• [TASK REQUIREMENTS]:
A) In the essay on cultural stagnation, take the stretch from "Maybe You're Just" through "are also garbage!", rename "Sturgeon's Law" as "Murphy's Law", and write the stretch out again.
B) Mark each statement about the essay on cultural stagnation yes or no, and quote the words of the essay that decide it: (i) The essay cites Sturgeon's Law to say that most movies and TV shows are garbage. (ii) Justin Kuiper focuses his media criticism on Disney films. (iii) The essay says most people writing about cultural stagnation are baby boomers.

• [SOURCE EXCERPT]:
>>
Culture Isn't Stagnating, You Guys Are Just Old
People who talk about how culture is stagnating1 all point to around the same arguments: movies are all sequels, books and music are getting simpler, Netflix ruining everything, delta between 1940 and 1970 culture huge but delta between 1995 and 2025 culture tiny, something something car colours. To all of which I respond, "okay, boomer."
Maybe You're Just Out of Touch
When I read a cultural stagnation piece, whenever I go and squint at the writer's profile description and their archives, I'm always sort of like, okay, I don't think you're capable of engaging with any of the below mediums as viable artistic forms:
- video games
- anime and manga
- webcomics and webfiction
- youtube videos, twitch streamers and the streamer extended universe
- participatory game worlds in eg minecraft and roblox
- internet memes
- music genres invented after 1995
Instead, the most I see is them waving a hand over the scary new medium and being like "oh sure, presumably there's some gems there, but let's be honest, most of it is going to be garbage". Might I point out that per Sturgeon's Law most movies and TV shows and mass market books are also garbage!
And the sad thing is that most of the guys writing about the cultural stagnation are like, millennials and Gen X? I know they have Steam accounts and spend 5 hours a day on YouTube! I know they're sophisticated enough that, if you ask them "hey do you think video games can be art", they will say yes. And yet. And yet!!!!!
It's so easy to point at any MrBeast video and be like "hey this is not that good". It's harder to be like "ok, here are the constraints of producing a YouTube video, let's look at some creators who have a strong vision, and see what interesting things they are doing within the constraints." (Justin Kuiper writes interesting posts outlining the devices of YouTube on his Substack, though sadly(?) he is focusing all of his media criticism efforts on Veggie Tales.)
I want to see the critics actually thinking through: what is this piece doing? What does it intend to do? How does it use the devices of the medium, and how does the medium extend and constrain it? In what ways is this medium not fertile soil? And how do the characteristics of the infertility compare to that of Hollywood, or the professional publishing industry?
And like, if no serious cultural critic is constitutionally capable of engaging with newer platforms (not that video games and anime and YouTube videos are even that new anymore!), including ones where a single creator can reach more people in a week than most films reach in their entire theatrical run, what are we even doing here.
Basically, before I take a "culture is stagnating" take seriously, I want to see proof of work by the critics. Have they spent actual time on TikTok, not as an anthropologist grimacing at the natives, or apologetically endorsing it as a guilty pleasure, but actually trying to understand what makes something work there? Have they read Homestuck? Can they articulate why Homura did nothing wrong?
<<
• [DATA PROVIDED]:
>>
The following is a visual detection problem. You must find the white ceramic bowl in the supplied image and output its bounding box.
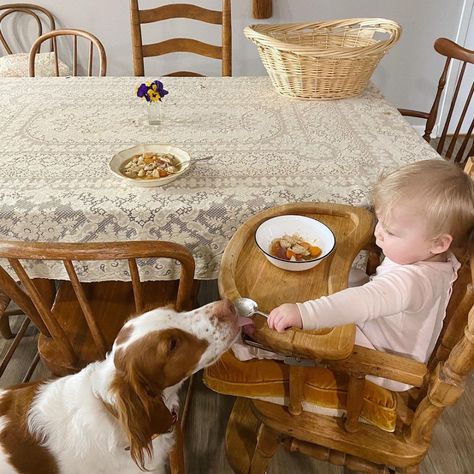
<<
• [SOLUTIONS FOR EACH TASK]:
A)
Maybe You're Just Out of Touch
When I read a cultural stagnation piece, whenever I go and squint at the writer's profile description and their archives, I'm always sort of like, okay, I don't think you're capable of engaging with any of the below mediums as viable artistic forms:
- video games
- anime and manga
- webcomics and webfiction
- youtube videos, twitch streamers and the streamer extended universe
- participatory game worlds in eg minecraft and roblox
- internet memes
- music genres invented after 1995
Instead, the most I see is them waving a hand over the scary new medium and being like "oh sure, presumably there's some gems there, but let's be honest, most of it is going to be garbage". Might I point out that per Murphy's Law most movies and TV shows and mass market books are also garbage!

B)
(i) Yes: "per Sturgeon's Law most movies and TV shows and mass market books are also garbage"
(ii) No: "he is focusing all of his media criticism efforts on Veggie Tales"
(iii) No: "most of the guys writing about the cultural stagnation are like, millennials and Gen X?"